** Begin **

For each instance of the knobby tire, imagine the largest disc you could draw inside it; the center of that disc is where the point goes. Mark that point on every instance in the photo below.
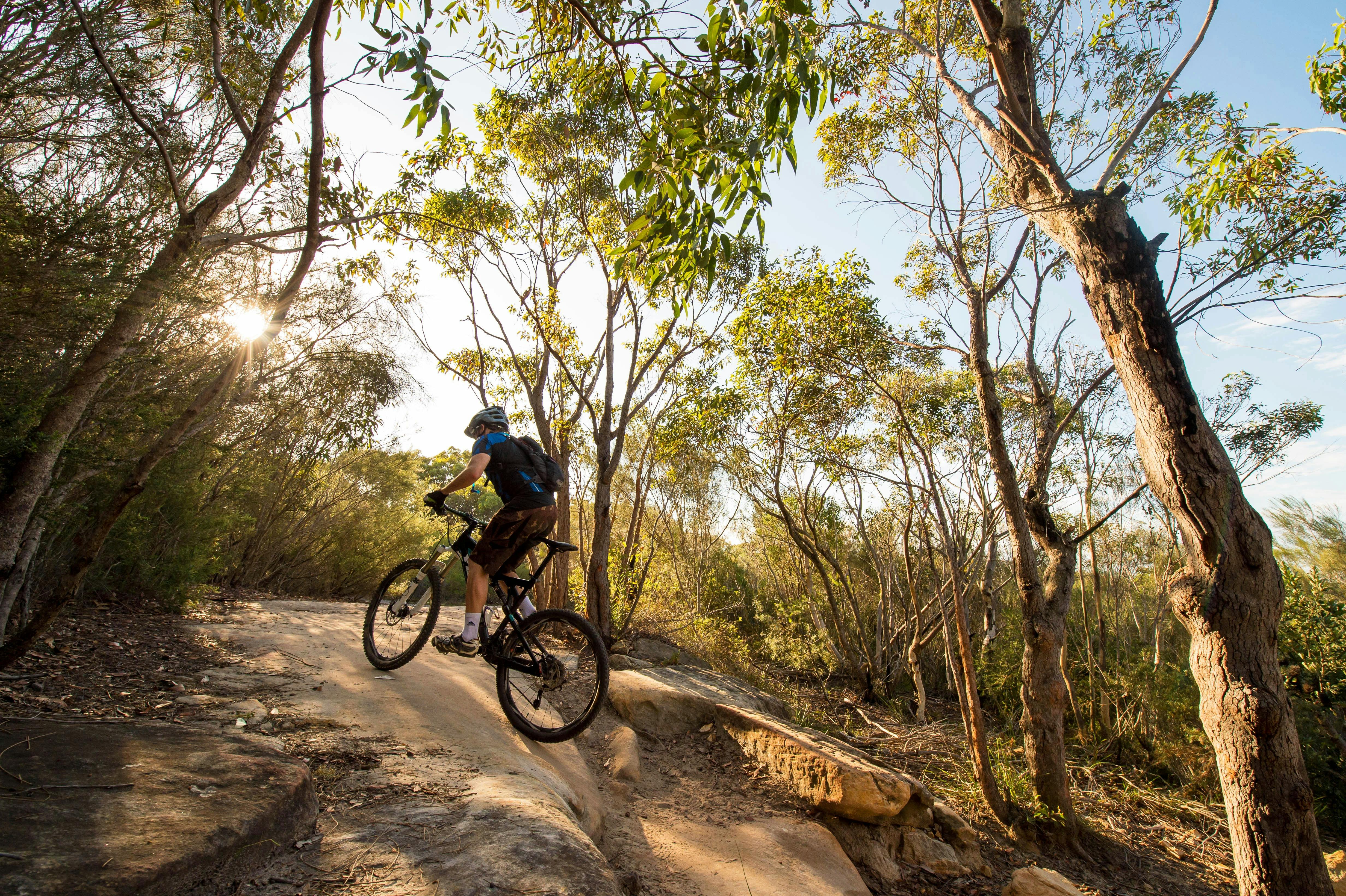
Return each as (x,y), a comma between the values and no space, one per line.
(375,613)
(507,697)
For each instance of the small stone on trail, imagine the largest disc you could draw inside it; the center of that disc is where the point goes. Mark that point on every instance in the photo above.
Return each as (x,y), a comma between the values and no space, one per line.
(1040,882)
(1337,871)
(196,700)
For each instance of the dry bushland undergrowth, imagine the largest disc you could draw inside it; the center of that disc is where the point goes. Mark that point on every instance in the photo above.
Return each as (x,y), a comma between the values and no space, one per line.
(128,661)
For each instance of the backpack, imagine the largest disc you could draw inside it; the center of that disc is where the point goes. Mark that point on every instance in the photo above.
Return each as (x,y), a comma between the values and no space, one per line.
(546,469)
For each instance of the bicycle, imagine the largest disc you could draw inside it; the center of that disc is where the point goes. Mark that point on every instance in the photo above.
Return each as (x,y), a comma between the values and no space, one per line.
(551,669)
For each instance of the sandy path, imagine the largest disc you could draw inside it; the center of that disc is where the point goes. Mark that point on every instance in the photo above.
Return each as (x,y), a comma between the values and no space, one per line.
(488,809)
(496,810)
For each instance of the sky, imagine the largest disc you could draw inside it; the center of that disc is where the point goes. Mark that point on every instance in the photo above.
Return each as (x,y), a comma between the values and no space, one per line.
(1254,54)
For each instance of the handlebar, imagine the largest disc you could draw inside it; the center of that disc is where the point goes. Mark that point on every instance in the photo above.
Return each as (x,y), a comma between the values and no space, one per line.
(469,518)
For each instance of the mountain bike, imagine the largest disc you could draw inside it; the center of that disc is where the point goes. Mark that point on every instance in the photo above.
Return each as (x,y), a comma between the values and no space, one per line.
(551,669)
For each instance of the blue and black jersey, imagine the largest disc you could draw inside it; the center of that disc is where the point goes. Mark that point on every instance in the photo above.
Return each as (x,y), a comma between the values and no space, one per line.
(511,473)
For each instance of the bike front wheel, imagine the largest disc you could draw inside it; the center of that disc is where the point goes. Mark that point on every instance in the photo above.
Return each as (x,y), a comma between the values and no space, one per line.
(402,615)
(565,697)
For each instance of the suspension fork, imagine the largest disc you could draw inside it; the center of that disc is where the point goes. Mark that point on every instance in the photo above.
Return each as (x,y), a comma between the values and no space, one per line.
(418,588)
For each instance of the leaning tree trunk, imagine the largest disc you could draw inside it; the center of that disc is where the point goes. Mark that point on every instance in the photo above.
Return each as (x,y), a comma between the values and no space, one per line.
(1231,593)
(559,574)
(600,588)
(1045,602)
(31,475)
(89,543)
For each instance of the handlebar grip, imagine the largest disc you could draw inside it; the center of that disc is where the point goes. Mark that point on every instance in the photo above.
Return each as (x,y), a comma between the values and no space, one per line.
(465,517)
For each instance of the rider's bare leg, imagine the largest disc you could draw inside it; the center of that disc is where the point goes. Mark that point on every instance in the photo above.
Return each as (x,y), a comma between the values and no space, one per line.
(477,582)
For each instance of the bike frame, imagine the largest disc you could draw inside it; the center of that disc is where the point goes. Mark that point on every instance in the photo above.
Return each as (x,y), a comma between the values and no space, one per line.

** End **

[What this task involves] Only the lines from the one containing "For each instance of the suspension" through the end of the material should be reproduced, exactly, with both ends included.

[Solution for this task]
For each instance of the suspension fork, imagine the largest disc you could draw inside it; the center of that disc is where the point goes. Mark that point on every instance in the photo above.
Return each as (x,y), a comma between the values and no space, one per line.
(418,588)
For each instance of the leaning tree trunk, imagine the largest disc you could draw inside it; the center of that disc is where the point goes. Mark that point on every instance in the photo above.
Return each as (x,y), a comma between the values and no space, one per line.
(1231,593)
(559,574)
(600,588)
(1045,602)
(31,475)
(89,543)
For each instance of the handlebar grip, imagine the largest disc you could draw inside it; the center of that disc is where the point goes. Mark that point on every instance in the photo above.
Return each as (x,y), a comma between the values and no space, one per line.
(465,517)
For each instance of the rider's bare leg, imagine the largest disc you could draw inside it; the center of that disc is where the point goes. Mark that point on every instance in the photo above.
Return each as (x,y), a comma between the values and no space, one per line.
(477,582)
For each instance of the bike frame, imagine the largest disc you could draw inside it; the center of that disc is where the point goes. Mark that point on every instance in the photo above.
Return each as (x,y), a comma between the values and no space, one per line.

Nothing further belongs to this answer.